(Items listed in a dataset)
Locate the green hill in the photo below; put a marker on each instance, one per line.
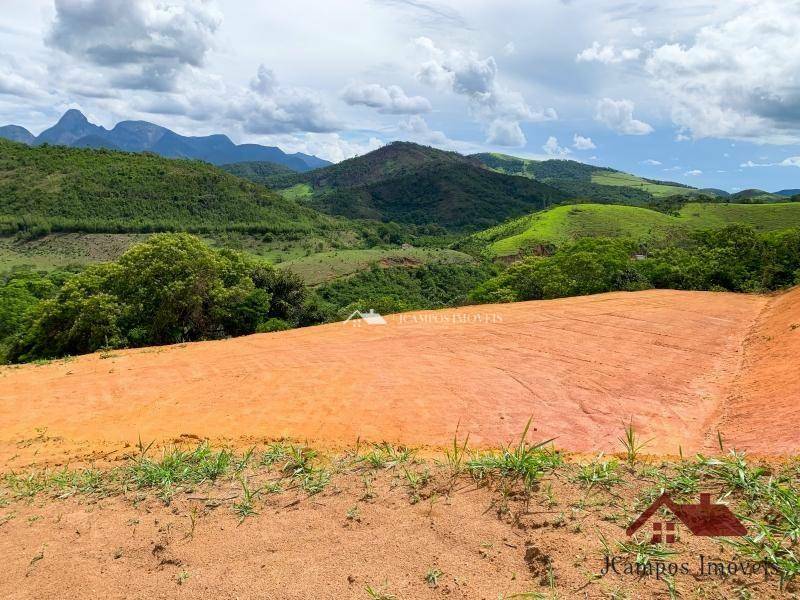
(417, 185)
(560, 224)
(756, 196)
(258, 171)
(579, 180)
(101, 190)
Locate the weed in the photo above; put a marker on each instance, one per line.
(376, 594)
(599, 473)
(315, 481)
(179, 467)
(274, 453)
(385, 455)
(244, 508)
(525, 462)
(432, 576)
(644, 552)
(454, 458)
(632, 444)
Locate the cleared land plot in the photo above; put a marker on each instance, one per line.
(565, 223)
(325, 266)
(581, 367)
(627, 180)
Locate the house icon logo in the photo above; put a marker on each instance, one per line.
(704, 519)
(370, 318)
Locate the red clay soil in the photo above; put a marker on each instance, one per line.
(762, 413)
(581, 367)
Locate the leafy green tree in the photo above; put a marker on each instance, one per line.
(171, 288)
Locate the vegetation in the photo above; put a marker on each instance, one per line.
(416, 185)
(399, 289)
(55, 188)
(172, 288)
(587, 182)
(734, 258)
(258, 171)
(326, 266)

_Work to complete_
Print exactly the lines above, starting at the line that contains "Locate the weed" and ending with the last line of the records, both included.

_Output for this task_
Locate the weed in the photo above; put a marker on each instance, one per line.
(376, 594)
(599, 473)
(315, 481)
(179, 467)
(274, 453)
(385, 455)
(244, 508)
(525, 462)
(432, 576)
(644, 552)
(454, 458)
(632, 444)
Locate the cleared land plot in the photo above; put a marker on each instance, one per line.
(565, 223)
(325, 266)
(581, 367)
(627, 180)
Locate the house icon logo in the photo above; put a marker on each instance, one per line.
(704, 519)
(370, 318)
Locate the red clay soil in the photo above; put a marker on each instance, one per line.
(762, 413)
(581, 367)
Locate the leafy green tree in the photo above; put a marker on each instance, one per line.
(171, 288)
Locate the vegetation in the photo above; put a marker on each instance, one per line.
(416, 185)
(399, 289)
(55, 188)
(172, 288)
(587, 182)
(734, 258)
(258, 171)
(326, 266)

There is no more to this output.